TUGAS
Tentukan apakah setiap pernyataan berikut sesuai dengan teks tentang HUT Bhayangkara ke-78 di bawah, lalu jawab ya atau tidak disertai kutipan persis dari teks yang menjadi dasar penentuannya. (a) Amnesty International Indonesia mencatat 58 kasus penangkapan sewenang-wenang terhadap pembela HAM dalam kurun 2019–2023. (b) Korban terbanyak penangkapan tersebut adalah para jurnalis. (c) HUT Bhayangkara ke-78 jatuh pada 1 Juli 2024.

TEMPO.CO, Jakarta - Hari Ulang Tahun Bhayangkara ke-78, 1 Juli 2024 atau dikenal HUT Polri menjadi bahan evaluasi dari Amnesty International Indonesia. Direktur Eksekutif Amnesty International Indonesia, Usman Hamid mengkritik tindakan represif dan sewenang-wenang Kepolisian Republik Indonesia (Polri) terhadap Hak Asasi Manusia atau HAM.
"Kapolri seringkali menyatakan akan melakukan perbaikan dan reformasi di tubuh Polri. Tampaknya ini tidak kunjung terwujudkan," ungkapnya.
Amnesty International Indonesia mencatat adanya 58 kasus penangkapan sewenang-wenang terhadap 412 pembela HAM dari tahun 2019 hingga 2023. Korban terbanyak adalah aktivis politik Papua, aktivis mahasiswa, dan masyarakat adat. Para jurnalis, aktivis buruh dan lingkungan, serta petani dan nelayan juga menjadi korban penangkapan saat mereka berusaha menggunakan hak berpendapat dan berkumpul.

Cuplikan dari sebuah dataset

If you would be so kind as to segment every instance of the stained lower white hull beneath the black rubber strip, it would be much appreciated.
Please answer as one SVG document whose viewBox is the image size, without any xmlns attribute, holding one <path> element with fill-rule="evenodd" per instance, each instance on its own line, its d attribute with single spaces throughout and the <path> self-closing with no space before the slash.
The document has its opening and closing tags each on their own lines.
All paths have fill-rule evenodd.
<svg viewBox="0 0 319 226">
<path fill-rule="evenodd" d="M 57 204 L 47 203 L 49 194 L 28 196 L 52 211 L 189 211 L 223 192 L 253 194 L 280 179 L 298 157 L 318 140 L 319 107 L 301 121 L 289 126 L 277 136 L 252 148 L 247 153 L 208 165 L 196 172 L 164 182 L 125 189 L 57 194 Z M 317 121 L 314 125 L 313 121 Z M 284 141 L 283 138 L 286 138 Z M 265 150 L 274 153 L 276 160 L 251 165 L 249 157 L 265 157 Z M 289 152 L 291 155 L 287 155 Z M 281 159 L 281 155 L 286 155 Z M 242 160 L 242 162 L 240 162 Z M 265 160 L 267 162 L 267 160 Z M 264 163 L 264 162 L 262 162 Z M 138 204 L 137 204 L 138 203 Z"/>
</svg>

JAWABAN TERTULIS
(a) Ya: "Amnesty International Indonesia mencatat adanya 58 kasus penangkapan sewenang-wenang terhadap 412 pembela HAM dari tahun 2019 hingga 2023."
(b) Tidak: "Korban terbanyak adalah aktivis politik Papua, aktivis mahasiswa, dan masyarakat adat."
(c) Ya: "Hari Ulang Tahun Bhayangkara ke-78, 1 Juli 2024"